(Collected data)
★ ★ ★ ★ ★ ★ ★

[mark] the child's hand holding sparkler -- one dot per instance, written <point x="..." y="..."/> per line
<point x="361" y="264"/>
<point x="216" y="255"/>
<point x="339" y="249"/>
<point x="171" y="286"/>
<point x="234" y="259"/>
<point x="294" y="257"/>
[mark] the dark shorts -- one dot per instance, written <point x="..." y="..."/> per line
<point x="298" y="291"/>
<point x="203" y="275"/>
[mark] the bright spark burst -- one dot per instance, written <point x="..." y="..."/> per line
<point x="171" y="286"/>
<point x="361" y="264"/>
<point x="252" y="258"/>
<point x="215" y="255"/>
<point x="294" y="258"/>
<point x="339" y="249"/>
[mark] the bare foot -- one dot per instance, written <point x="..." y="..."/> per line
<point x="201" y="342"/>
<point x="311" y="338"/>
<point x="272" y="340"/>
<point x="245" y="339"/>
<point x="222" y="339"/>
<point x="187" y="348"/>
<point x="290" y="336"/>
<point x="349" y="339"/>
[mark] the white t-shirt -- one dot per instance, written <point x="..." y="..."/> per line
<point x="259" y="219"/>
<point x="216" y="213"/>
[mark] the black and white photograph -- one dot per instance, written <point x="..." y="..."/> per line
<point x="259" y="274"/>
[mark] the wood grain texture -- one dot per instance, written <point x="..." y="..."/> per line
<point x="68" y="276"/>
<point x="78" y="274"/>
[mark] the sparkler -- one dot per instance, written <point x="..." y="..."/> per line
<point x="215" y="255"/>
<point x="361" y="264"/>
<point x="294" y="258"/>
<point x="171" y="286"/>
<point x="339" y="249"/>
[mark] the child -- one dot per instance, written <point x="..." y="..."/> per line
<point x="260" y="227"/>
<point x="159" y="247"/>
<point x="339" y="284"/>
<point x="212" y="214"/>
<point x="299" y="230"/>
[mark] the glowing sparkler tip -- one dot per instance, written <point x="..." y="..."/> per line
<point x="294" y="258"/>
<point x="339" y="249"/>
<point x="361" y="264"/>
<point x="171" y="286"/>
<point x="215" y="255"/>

★ ★ ★ ★ ★ ★ ★

Could you print all of the entries again exactly as they stand?

THE COMPLETED TASK:
[mark] the child's hand holding sparkler -- one dot per instance, written <point x="..." y="..."/> per line
<point x="361" y="264"/>
<point x="216" y="255"/>
<point x="339" y="249"/>
<point x="171" y="286"/>
<point x="234" y="259"/>
<point x="294" y="257"/>
[mark] the dark shorts -- one dot per instance, written <point x="..." y="..."/> per line
<point x="298" y="291"/>
<point x="203" y="275"/>
[mark] the bright spark burst -- one dot per instance, written <point x="..." y="..."/> per line
<point x="171" y="286"/>
<point x="361" y="264"/>
<point x="252" y="258"/>
<point x="215" y="255"/>
<point x="294" y="258"/>
<point x="339" y="249"/>
[mark] the bare foot -- one dot per instance, written <point x="..." y="..."/> per line
<point x="201" y="342"/>
<point x="311" y="338"/>
<point x="272" y="340"/>
<point x="245" y="339"/>
<point x="222" y="339"/>
<point x="187" y="348"/>
<point x="290" y="336"/>
<point x="349" y="339"/>
[mark] the white t-shirt -- one dot per instance, written <point x="..." y="..."/> per line
<point x="259" y="219"/>
<point x="216" y="213"/>
[mark] the black and white photograph -- one dot per instance, written <point x="..." y="..."/> per line
<point x="259" y="274"/>
[mark] the wood grain texture -- one dot per instance, written <point x="..." y="..."/> per line
<point x="68" y="276"/>
<point x="78" y="274"/>
[mark] the sparkler -- one dot per instance, written <point x="..." y="..."/> per line
<point x="215" y="255"/>
<point x="361" y="264"/>
<point x="294" y="258"/>
<point x="171" y="286"/>
<point x="339" y="249"/>
[mark] the child -- one dot per instance, written <point x="..." y="..."/> per line
<point x="260" y="227"/>
<point x="159" y="247"/>
<point x="339" y="284"/>
<point x="212" y="214"/>
<point x="299" y="230"/>
[mark] the glowing sparkler tip -- one dot per instance, written <point x="..." y="..."/> per line
<point x="294" y="258"/>
<point x="339" y="249"/>
<point x="361" y="264"/>
<point x="171" y="286"/>
<point x="215" y="255"/>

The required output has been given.